------ DATA EXCERPTS

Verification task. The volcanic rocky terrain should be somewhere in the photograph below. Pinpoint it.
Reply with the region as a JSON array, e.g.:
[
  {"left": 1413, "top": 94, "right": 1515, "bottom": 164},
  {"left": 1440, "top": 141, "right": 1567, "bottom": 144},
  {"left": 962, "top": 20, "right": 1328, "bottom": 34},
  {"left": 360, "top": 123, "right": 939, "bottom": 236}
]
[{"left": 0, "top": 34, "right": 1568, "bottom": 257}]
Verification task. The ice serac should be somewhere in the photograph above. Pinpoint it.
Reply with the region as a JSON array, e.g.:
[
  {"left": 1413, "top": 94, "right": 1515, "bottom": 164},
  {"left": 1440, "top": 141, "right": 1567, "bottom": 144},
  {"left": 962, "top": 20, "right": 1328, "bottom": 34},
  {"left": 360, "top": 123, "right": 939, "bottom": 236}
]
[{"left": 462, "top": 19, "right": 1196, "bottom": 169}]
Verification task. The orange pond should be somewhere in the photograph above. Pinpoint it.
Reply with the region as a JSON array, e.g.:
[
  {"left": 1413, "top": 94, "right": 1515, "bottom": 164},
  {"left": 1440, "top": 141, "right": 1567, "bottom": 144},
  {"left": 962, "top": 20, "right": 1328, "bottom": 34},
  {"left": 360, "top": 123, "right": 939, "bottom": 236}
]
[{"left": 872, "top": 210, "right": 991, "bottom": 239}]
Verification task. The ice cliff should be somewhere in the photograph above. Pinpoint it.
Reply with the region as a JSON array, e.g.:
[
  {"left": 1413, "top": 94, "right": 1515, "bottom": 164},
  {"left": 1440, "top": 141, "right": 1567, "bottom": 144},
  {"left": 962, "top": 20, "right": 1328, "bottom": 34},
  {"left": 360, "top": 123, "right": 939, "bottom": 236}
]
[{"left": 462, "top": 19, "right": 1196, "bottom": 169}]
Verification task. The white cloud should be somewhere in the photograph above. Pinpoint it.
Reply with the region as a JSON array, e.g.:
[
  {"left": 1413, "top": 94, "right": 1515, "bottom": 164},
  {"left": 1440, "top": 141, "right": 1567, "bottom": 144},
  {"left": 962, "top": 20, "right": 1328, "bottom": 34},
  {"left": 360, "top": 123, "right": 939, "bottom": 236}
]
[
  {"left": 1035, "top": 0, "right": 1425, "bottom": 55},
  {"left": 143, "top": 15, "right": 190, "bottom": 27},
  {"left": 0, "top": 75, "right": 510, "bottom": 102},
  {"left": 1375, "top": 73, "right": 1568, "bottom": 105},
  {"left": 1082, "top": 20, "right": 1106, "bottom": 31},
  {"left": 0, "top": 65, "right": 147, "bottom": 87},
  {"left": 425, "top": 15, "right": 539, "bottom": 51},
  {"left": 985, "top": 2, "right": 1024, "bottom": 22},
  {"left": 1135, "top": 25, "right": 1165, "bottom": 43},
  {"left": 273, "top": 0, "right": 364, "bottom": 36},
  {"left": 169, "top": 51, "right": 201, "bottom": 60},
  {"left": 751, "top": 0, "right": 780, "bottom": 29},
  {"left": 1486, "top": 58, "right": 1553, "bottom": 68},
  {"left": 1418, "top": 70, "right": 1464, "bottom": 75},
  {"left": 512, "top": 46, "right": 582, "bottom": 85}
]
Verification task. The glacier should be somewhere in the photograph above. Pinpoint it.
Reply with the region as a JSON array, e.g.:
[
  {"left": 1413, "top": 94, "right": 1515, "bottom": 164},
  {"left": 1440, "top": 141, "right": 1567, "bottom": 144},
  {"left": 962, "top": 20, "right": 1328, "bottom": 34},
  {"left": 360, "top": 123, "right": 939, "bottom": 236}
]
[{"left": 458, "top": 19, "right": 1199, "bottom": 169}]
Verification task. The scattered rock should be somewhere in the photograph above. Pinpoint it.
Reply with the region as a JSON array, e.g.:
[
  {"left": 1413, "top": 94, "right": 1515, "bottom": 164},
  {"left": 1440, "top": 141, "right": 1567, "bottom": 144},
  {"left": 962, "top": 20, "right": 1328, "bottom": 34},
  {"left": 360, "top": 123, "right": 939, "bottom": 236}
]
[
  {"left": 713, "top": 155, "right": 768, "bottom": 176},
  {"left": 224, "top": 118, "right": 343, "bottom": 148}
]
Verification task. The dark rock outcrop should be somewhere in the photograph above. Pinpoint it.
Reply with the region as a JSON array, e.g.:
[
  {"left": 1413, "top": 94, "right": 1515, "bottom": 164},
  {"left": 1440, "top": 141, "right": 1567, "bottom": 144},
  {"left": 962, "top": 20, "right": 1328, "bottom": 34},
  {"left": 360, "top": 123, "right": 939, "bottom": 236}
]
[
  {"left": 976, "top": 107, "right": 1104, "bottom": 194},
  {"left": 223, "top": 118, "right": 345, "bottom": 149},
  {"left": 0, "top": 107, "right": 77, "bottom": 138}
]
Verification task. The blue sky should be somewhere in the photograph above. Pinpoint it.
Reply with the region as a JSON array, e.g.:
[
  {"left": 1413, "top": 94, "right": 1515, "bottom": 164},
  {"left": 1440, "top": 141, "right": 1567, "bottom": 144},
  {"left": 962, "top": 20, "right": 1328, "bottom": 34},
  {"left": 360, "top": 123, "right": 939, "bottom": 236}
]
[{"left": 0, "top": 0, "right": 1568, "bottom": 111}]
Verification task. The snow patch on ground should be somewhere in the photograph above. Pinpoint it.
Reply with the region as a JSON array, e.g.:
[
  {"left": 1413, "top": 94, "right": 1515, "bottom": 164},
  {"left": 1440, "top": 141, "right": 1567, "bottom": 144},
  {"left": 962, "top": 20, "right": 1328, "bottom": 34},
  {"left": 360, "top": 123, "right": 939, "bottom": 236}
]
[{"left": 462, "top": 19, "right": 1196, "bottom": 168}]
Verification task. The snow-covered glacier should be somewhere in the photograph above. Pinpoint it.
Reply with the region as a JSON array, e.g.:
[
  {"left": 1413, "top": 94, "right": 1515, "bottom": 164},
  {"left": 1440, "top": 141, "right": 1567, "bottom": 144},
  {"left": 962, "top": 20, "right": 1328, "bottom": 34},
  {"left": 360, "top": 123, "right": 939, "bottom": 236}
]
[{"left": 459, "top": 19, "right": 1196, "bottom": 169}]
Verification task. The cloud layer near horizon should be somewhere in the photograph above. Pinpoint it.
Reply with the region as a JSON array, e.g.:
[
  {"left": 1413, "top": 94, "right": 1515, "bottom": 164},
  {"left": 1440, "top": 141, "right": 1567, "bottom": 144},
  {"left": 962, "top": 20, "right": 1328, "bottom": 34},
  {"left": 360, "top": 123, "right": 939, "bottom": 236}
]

------------

◆ REQUEST ◆
Put the lines from the one containing "Verification task. The cloud" through the end of the records into a Markdown table with the columns Row and Line, skipping blank lines.

◆ COMPLETED TASK ◆
| Row | Line |
|---|---|
| 1 | Verification task. The cloud layer near horizon should be somewhere in the photograph above. Pinpoint it. |
| 2 | Reply with the region as a JSON array, e.g.: |
| 3 | [ |
| 4 |   {"left": 1413, "top": 94, "right": 1515, "bottom": 164}, |
| 5 |   {"left": 1440, "top": 141, "right": 1567, "bottom": 144}, |
| 6 |   {"left": 962, "top": 20, "right": 1328, "bottom": 34}, |
| 7 |   {"left": 360, "top": 123, "right": 939, "bottom": 236} |
| 8 | ] |